▸ TASK ITEM
Begin at the line that contains "Would you mind annotating the tree" and repeat every line from there to the end of the records below, inclusive, without adding any other line.

(Items listed in a dataset)
......
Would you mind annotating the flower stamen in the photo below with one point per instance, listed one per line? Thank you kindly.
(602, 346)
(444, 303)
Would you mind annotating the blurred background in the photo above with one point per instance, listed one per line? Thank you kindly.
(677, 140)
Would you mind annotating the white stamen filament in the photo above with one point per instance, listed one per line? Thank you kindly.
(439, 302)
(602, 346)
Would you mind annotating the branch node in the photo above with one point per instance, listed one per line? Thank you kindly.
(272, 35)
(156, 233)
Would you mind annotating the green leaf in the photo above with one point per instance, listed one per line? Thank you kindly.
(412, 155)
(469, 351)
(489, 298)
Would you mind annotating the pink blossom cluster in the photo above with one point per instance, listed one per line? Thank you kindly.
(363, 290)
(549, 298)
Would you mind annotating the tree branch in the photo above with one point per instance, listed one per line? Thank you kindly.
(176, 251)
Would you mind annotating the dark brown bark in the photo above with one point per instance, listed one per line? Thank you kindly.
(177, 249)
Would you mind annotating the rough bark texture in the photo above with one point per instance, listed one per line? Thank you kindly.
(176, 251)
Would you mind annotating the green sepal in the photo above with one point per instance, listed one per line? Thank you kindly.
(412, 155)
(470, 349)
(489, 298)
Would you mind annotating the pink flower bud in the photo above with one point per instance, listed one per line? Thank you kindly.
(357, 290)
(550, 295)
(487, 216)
......
▸ SOLUTION
Would you mind annotating the tree branch in the photo above with one point per instance, listed one per line? Thank you kindly.
(176, 251)
Would you mind annotating the dark brown bark in the photo above with one point per instance, listed one per line? Thank you kindly.
(177, 249)
Would you mind annotating the rough bark texture in the photo above with one point per instance, listed one per line? Thank you kindly.
(176, 251)
Would you mind annotating the green sepal in the photo above with one point per instance, listed one per line? Thank you kindly.
(412, 155)
(470, 349)
(489, 298)
Would you mind annotating the pink flower bud in the photo above with one point per instance, listed one per line? Thank you kindly.
(357, 290)
(550, 295)
(487, 216)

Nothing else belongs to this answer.